-- start Input data --
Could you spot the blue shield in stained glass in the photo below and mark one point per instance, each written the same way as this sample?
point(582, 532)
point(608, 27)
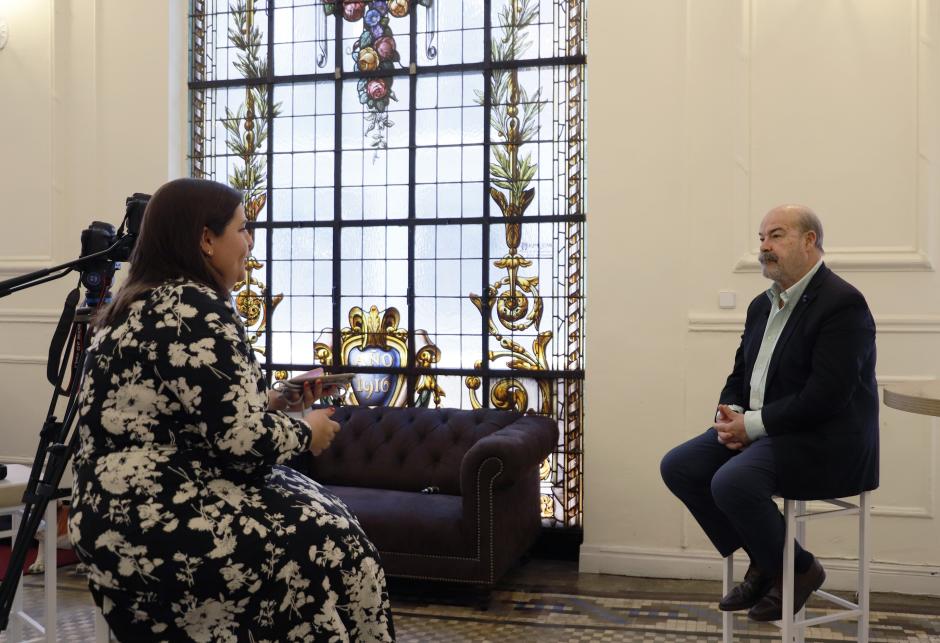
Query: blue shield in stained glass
point(375, 389)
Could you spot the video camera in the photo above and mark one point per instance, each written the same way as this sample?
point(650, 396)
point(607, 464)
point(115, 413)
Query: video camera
point(102, 250)
point(100, 236)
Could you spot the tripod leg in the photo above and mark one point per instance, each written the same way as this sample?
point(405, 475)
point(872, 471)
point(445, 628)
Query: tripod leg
point(16, 622)
point(49, 575)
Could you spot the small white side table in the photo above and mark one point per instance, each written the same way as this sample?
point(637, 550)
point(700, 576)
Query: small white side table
point(11, 504)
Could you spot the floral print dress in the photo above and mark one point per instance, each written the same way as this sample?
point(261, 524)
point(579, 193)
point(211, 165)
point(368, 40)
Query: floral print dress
point(191, 528)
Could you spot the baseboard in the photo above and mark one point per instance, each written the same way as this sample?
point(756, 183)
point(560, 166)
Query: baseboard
point(704, 565)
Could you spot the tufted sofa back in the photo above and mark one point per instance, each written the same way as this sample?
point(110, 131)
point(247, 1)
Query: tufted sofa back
point(405, 449)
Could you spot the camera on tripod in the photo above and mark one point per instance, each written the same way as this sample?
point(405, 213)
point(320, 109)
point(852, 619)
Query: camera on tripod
point(102, 251)
point(98, 273)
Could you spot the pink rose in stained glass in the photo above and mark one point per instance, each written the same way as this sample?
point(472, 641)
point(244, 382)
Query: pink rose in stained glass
point(376, 88)
point(385, 47)
point(353, 10)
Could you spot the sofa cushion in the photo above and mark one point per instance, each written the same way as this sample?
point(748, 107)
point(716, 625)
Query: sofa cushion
point(405, 449)
point(402, 521)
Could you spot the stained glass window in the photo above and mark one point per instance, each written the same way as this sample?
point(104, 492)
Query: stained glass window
point(414, 171)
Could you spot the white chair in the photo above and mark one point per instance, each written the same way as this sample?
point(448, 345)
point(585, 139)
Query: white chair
point(793, 626)
point(11, 504)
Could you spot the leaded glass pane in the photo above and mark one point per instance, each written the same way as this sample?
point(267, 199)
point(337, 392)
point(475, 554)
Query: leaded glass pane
point(416, 166)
-- end Input data --
◆ Objective
Reproduce all of the entries above word for word, from first to last, but leave out the picture.

◆ Exercise result
Could you spot the blue shield in stained glass in the photo below and mark one point per instance, each written the same way as this sample?
point(582, 532)
point(608, 27)
Query: blue shield in stained glass
point(375, 389)
Could you spot the video camera in the photo above and mark one point per instance, each written the same way as this sample?
point(650, 396)
point(607, 464)
point(115, 413)
Query: video camera
point(102, 250)
point(100, 236)
Could you spot the tripod leg in the photo above and mark one point per instance, each written the same way as this sample?
point(405, 475)
point(872, 471)
point(445, 628)
Query: tripod leg
point(16, 622)
point(49, 575)
Could you spot the small white side table in the photo above and mark one point per instance, each written the same way as this sample?
point(637, 550)
point(700, 576)
Query: small white side table
point(11, 504)
Could you spot the floral print dress in the photo above and mark one point per instance, each written the same way as this sample?
point(261, 524)
point(579, 193)
point(211, 165)
point(368, 40)
Query: floral print dress
point(191, 528)
Could you spot the baseboard in the photo above and mark one point per instance, each written the same way as this sample?
point(756, 183)
point(560, 166)
Query: baseboard
point(704, 565)
Could you spot the tufted sofa back in the photo above and mark one point per instance, each written the same way as this sample?
point(110, 131)
point(247, 1)
Query: tufted sofa back
point(405, 449)
Could you spot the camera on tripod in the photo above and mark one point per instance, each written the same way as this sample?
point(405, 213)
point(320, 109)
point(852, 619)
Query: camera on tripod
point(102, 251)
point(98, 273)
Could you spot the pink rose in stained glass in the photo above and mark one point per instance, each written the same way as this sample?
point(472, 641)
point(244, 382)
Query: pink rose in stained glass
point(376, 88)
point(385, 47)
point(353, 10)
Could you spot the sofa cushion in the photo above and mark one point per instance, each written the same way as this sample?
point(748, 107)
point(716, 625)
Query: sofa cushion
point(405, 449)
point(402, 521)
Could you spot the stained glass window in the photo above and mark one point per instance, each written the same way as this sample?
point(104, 492)
Query: stained glass window
point(414, 171)
Could you spot the white chair in the photo above and mark one point per instance, each written the same way as this sample?
point(448, 345)
point(585, 139)
Query: white chair
point(793, 626)
point(11, 504)
Could you spot the leaded glass pane in the photo above and mark one point per instance, each written the same way as this sample?
point(267, 199)
point(337, 392)
point(475, 554)
Query: leaded glass pane
point(416, 166)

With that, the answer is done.